→ **Records provided**
((

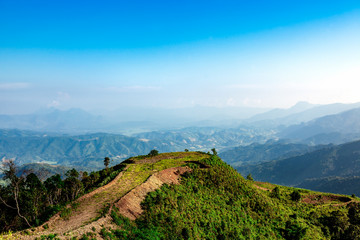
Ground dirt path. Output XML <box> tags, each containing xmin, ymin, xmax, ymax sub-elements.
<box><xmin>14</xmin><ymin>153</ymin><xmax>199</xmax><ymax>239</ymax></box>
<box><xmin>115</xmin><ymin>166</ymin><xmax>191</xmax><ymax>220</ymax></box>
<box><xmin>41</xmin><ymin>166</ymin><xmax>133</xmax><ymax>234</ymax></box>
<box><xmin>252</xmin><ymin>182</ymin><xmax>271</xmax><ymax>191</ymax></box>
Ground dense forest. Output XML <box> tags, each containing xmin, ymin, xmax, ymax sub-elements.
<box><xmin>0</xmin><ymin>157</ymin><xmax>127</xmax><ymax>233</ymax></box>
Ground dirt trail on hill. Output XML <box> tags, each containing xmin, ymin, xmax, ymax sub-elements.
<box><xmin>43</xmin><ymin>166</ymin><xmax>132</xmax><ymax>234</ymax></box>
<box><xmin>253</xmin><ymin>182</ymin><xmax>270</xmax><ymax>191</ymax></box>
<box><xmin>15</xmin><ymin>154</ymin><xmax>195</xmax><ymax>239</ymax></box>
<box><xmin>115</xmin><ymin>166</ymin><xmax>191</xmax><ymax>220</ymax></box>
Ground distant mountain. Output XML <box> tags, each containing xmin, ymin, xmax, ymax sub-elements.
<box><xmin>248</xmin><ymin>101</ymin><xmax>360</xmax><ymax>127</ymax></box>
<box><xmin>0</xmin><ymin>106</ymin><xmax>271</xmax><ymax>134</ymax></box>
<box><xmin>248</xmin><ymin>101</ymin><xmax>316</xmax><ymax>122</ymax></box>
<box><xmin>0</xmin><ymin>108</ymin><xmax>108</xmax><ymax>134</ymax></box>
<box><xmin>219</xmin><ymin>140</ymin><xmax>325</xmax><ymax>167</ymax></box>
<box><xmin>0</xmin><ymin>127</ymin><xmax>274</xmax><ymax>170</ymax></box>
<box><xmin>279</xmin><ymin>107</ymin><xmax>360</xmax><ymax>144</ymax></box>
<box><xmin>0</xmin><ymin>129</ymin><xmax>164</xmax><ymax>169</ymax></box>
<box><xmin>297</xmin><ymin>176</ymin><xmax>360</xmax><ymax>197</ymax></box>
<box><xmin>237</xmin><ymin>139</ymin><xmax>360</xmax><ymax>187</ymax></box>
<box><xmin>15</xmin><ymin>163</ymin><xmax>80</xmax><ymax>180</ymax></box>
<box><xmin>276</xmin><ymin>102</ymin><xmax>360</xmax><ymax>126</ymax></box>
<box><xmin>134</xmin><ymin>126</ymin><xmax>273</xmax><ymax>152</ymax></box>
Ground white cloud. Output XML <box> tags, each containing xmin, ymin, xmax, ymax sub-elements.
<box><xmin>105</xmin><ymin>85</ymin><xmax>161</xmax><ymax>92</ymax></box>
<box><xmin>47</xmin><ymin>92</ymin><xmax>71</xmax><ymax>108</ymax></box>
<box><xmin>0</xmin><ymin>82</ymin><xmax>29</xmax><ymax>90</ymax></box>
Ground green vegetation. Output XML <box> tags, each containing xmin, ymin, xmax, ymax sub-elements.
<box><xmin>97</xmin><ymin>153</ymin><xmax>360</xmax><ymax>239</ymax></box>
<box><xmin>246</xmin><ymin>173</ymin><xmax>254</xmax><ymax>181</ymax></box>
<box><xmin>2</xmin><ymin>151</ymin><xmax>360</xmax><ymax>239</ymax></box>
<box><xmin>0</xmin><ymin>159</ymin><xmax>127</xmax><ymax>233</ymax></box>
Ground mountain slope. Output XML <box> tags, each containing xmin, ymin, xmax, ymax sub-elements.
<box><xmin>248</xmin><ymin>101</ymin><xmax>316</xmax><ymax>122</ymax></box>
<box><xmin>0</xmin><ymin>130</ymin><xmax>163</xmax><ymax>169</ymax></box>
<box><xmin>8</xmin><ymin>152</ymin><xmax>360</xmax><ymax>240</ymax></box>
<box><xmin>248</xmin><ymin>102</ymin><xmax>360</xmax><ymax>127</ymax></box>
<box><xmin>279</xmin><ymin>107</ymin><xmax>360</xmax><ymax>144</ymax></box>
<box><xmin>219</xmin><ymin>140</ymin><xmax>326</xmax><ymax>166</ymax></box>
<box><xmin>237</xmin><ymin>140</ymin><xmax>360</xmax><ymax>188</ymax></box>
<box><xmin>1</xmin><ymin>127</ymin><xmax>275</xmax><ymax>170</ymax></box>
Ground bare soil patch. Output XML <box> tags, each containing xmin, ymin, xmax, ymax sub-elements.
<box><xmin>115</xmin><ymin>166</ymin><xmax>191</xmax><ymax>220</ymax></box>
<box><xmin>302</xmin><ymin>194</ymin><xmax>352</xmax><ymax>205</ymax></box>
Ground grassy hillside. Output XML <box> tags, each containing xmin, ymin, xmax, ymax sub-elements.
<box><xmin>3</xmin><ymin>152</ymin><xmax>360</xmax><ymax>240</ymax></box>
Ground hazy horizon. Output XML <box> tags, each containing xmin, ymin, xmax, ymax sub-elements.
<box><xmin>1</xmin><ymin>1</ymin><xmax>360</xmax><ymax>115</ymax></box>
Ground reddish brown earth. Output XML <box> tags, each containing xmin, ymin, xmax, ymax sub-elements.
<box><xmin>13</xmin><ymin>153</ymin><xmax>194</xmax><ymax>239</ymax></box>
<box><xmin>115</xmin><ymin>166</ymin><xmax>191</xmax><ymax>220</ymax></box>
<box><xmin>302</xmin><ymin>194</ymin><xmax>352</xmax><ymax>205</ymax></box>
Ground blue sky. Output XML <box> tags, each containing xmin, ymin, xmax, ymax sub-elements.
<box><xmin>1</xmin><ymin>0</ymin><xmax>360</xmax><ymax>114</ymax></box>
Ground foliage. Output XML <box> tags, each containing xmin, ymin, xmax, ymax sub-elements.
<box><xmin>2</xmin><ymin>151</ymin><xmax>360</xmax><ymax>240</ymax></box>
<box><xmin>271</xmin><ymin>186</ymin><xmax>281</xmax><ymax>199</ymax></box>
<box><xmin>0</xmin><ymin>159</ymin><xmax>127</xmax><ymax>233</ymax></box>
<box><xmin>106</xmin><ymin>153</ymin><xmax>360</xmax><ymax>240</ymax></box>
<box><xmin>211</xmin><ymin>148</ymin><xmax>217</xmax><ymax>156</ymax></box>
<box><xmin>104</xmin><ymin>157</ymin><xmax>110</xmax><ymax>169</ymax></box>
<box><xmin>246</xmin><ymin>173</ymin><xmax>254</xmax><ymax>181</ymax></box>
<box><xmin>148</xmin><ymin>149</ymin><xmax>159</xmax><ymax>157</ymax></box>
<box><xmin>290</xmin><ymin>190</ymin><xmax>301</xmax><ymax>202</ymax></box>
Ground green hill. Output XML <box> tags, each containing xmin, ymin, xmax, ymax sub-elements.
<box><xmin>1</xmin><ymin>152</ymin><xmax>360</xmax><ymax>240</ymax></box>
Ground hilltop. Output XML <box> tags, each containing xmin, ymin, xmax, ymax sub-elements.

))

→ **What the task asks**
When you retype the listing, keep every line exactly as it is and drop the pictures.

→ **Answer section**
Ground dirt path. Output XML <box> tags, each containing xmin, ymin, xmax, ymax sub-elements.
<box><xmin>14</xmin><ymin>153</ymin><xmax>199</xmax><ymax>239</ymax></box>
<box><xmin>115</xmin><ymin>166</ymin><xmax>191</xmax><ymax>220</ymax></box>
<box><xmin>41</xmin><ymin>166</ymin><xmax>133</xmax><ymax>234</ymax></box>
<box><xmin>252</xmin><ymin>182</ymin><xmax>271</xmax><ymax>191</ymax></box>
Ground dense forest. Output XML <box> tags, each containing xmin, ymin, xmax, ymax sub-elements.
<box><xmin>0</xmin><ymin>157</ymin><xmax>127</xmax><ymax>233</ymax></box>
Ground dirt trail on hill. Output XML <box> tags, each containing xmin, ymin, xmax, ymax sub-elements.
<box><xmin>43</xmin><ymin>166</ymin><xmax>132</xmax><ymax>234</ymax></box>
<box><xmin>253</xmin><ymin>182</ymin><xmax>270</xmax><ymax>191</ymax></box>
<box><xmin>15</xmin><ymin>154</ymin><xmax>195</xmax><ymax>239</ymax></box>
<box><xmin>115</xmin><ymin>166</ymin><xmax>191</xmax><ymax>220</ymax></box>
Ground distant mountain. Output XML <box> tags, each containing xmin, ymin, xmax, ymax sub-elements.
<box><xmin>248</xmin><ymin>101</ymin><xmax>360</xmax><ymax>127</ymax></box>
<box><xmin>0</xmin><ymin>106</ymin><xmax>271</xmax><ymax>134</ymax></box>
<box><xmin>248</xmin><ymin>101</ymin><xmax>316</xmax><ymax>122</ymax></box>
<box><xmin>0</xmin><ymin>108</ymin><xmax>108</xmax><ymax>134</ymax></box>
<box><xmin>219</xmin><ymin>140</ymin><xmax>325</xmax><ymax>167</ymax></box>
<box><xmin>0</xmin><ymin>127</ymin><xmax>274</xmax><ymax>170</ymax></box>
<box><xmin>279</xmin><ymin>107</ymin><xmax>360</xmax><ymax>144</ymax></box>
<box><xmin>0</xmin><ymin>129</ymin><xmax>164</xmax><ymax>169</ymax></box>
<box><xmin>297</xmin><ymin>176</ymin><xmax>360</xmax><ymax>197</ymax></box>
<box><xmin>237</xmin><ymin>139</ymin><xmax>360</xmax><ymax>187</ymax></box>
<box><xmin>15</xmin><ymin>163</ymin><xmax>80</xmax><ymax>180</ymax></box>
<box><xmin>276</xmin><ymin>102</ymin><xmax>360</xmax><ymax>126</ymax></box>
<box><xmin>134</xmin><ymin>126</ymin><xmax>273</xmax><ymax>152</ymax></box>
Ground white cloud. Output XML <box> tags, each containing xmin, ymin, xmax, ymax sub-elements.
<box><xmin>105</xmin><ymin>85</ymin><xmax>161</xmax><ymax>92</ymax></box>
<box><xmin>47</xmin><ymin>92</ymin><xmax>71</xmax><ymax>108</ymax></box>
<box><xmin>0</xmin><ymin>82</ymin><xmax>29</xmax><ymax>90</ymax></box>
Ground green vegetation. Output XML <box> tags, each containing xmin, ymin, xmax, ymax sub-elements.
<box><xmin>97</xmin><ymin>153</ymin><xmax>360</xmax><ymax>239</ymax></box>
<box><xmin>246</xmin><ymin>173</ymin><xmax>254</xmax><ymax>181</ymax></box>
<box><xmin>2</xmin><ymin>151</ymin><xmax>360</xmax><ymax>239</ymax></box>
<box><xmin>0</xmin><ymin>159</ymin><xmax>127</xmax><ymax>233</ymax></box>
Ground mountain slope. Output XML <box> tags, each containing xmin, ymin, xmax, ymax sub-elements.
<box><xmin>248</xmin><ymin>101</ymin><xmax>316</xmax><ymax>122</ymax></box>
<box><xmin>0</xmin><ymin>130</ymin><xmax>163</xmax><ymax>169</ymax></box>
<box><xmin>8</xmin><ymin>152</ymin><xmax>360</xmax><ymax>240</ymax></box>
<box><xmin>248</xmin><ymin>102</ymin><xmax>360</xmax><ymax>127</ymax></box>
<box><xmin>279</xmin><ymin>107</ymin><xmax>360</xmax><ymax>144</ymax></box>
<box><xmin>219</xmin><ymin>140</ymin><xmax>326</xmax><ymax>166</ymax></box>
<box><xmin>237</xmin><ymin>140</ymin><xmax>360</xmax><ymax>188</ymax></box>
<box><xmin>1</xmin><ymin>127</ymin><xmax>275</xmax><ymax>170</ymax></box>
Ground bare soil patch. Output XML <box> tags, each containing xmin, ymin, xmax, ymax sub-elements.
<box><xmin>115</xmin><ymin>166</ymin><xmax>191</xmax><ymax>220</ymax></box>
<box><xmin>302</xmin><ymin>194</ymin><xmax>352</xmax><ymax>205</ymax></box>
Ground grassy hillside. Output XML <box> tags, each containing xmin, ymin, xmax, ymax sub-elements.
<box><xmin>3</xmin><ymin>152</ymin><xmax>360</xmax><ymax>240</ymax></box>
Ground hazy horizon. Output XML <box> tags, each containing xmin, ymin, xmax, ymax sub-elements.
<box><xmin>1</xmin><ymin>1</ymin><xmax>360</xmax><ymax>115</ymax></box>
Ground reddish brown earth. Output XML <box> tags, each containing xmin, ymin, xmax, ymax sub-elements.
<box><xmin>13</xmin><ymin>153</ymin><xmax>194</xmax><ymax>239</ymax></box>
<box><xmin>115</xmin><ymin>166</ymin><xmax>191</xmax><ymax>220</ymax></box>
<box><xmin>302</xmin><ymin>194</ymin><xmax>352</xmax><ymax>205</ymax></box>
Ground blue sky. Output XML <box> tags, each containing xmin, ymin, xmax, ymax sub-elements.
<box><xmin>1</xmin><ymin>0</ymin><xmax>360</xmax><ymax>114</ymax></box>
Ground foliage. Output XML <box> tags, each containing xmin, ymin, xmax, ymax sub-elements.
<box><xmin>2</xmin><ymin>151</ymin><xmax>360</xmax><ymax>240</ymax></box>
<box><xmin>271</xmin><ymin>186</ymin><xmax>281</xmax><ymax>199</ymax></box>
<box><xmin>0</xmin><ymin>159</ymin><xmax>127</xmax><ymax>233</ymax></box>
<box><xmin>106</xmin><ymin>153</ymin><xmax>360</xmax><ymax>240</ymax></box>
<box><xmin>211</xmin><ymin>148</ymin><xmax>217</xmax><ymax>156</ymax></box>
<box><xmin>104</xmin><ymin>157</ymin><xmax>110</xmax><ymax>169</ymax></box>
<box><xmin>246</xmin><ymin>173</ymin><xmax>254</xmax><ymax>181</ymax></box>
<box><xmin>148</xmin><ymin>149</ymin><xmax>159</xmax><ymax>157</ymax></box>
<box><xmin>290</xmin><ymin>190</ymin><xmax>301</xmax><ymax>202</ymax></box>
Ground green hill. Output XML <box> tags, each containing xmin, ymin, xmax, ymax sub-elements.
<box><xmin>1</xmin><ymin>152</ymin><xmax>360</xmax><ymax>240</ymax></box>
Ground hilltop. Output XML <box> tags, each containing xmin, ymin, xmax, ymax sub-elements.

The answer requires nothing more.